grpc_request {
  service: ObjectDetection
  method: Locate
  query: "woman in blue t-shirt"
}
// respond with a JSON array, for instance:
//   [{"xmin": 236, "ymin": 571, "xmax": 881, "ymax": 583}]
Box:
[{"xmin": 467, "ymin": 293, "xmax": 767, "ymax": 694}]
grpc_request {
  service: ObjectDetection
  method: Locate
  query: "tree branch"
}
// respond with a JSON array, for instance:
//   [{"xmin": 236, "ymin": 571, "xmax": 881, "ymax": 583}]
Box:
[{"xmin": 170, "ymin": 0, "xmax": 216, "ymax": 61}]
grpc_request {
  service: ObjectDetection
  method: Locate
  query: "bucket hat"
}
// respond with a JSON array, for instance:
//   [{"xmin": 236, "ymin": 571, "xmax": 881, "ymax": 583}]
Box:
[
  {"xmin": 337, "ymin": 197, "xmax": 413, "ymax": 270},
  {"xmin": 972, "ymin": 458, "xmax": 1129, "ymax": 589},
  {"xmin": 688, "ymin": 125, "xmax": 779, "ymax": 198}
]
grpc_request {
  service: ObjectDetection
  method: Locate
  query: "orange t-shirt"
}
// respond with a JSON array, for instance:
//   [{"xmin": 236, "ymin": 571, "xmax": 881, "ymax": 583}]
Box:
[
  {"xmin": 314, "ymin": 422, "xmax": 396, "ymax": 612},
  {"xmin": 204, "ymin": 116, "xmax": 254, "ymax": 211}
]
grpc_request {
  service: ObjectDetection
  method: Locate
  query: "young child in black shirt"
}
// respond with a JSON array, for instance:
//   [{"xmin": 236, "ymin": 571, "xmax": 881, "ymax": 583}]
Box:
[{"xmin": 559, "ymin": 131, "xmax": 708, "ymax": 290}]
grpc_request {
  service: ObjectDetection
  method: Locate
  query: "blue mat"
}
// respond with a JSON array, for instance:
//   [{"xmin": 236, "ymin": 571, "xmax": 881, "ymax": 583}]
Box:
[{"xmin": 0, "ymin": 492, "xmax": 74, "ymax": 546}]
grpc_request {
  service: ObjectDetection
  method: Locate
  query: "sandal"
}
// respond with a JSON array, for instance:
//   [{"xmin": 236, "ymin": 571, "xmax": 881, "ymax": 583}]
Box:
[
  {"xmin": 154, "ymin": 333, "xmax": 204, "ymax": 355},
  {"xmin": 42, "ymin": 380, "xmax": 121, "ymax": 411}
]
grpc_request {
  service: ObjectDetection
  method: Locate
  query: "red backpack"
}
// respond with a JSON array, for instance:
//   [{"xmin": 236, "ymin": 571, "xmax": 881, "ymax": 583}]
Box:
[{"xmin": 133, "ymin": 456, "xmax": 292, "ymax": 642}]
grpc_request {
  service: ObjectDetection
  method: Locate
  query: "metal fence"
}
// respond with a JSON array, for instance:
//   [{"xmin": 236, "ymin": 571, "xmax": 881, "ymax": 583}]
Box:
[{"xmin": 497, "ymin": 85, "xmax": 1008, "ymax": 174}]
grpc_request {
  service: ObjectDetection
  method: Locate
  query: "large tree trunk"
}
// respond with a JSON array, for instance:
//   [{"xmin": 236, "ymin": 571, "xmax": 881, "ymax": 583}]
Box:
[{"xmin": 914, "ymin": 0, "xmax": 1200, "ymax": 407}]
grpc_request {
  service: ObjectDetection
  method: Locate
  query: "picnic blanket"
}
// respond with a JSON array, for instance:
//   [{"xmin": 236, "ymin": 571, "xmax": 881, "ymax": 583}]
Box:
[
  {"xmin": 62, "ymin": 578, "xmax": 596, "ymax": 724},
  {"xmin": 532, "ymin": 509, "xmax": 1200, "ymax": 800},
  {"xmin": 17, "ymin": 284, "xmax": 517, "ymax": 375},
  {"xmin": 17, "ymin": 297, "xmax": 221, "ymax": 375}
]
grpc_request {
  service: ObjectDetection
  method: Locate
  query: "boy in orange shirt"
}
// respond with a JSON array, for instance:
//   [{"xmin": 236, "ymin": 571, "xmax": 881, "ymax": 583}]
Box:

» **Task requirements**: Extract every line of the data above that contains the string "tree", with case counting.

» **Correct answer**:
  query: "tree branch"
  query: "large tree trunk"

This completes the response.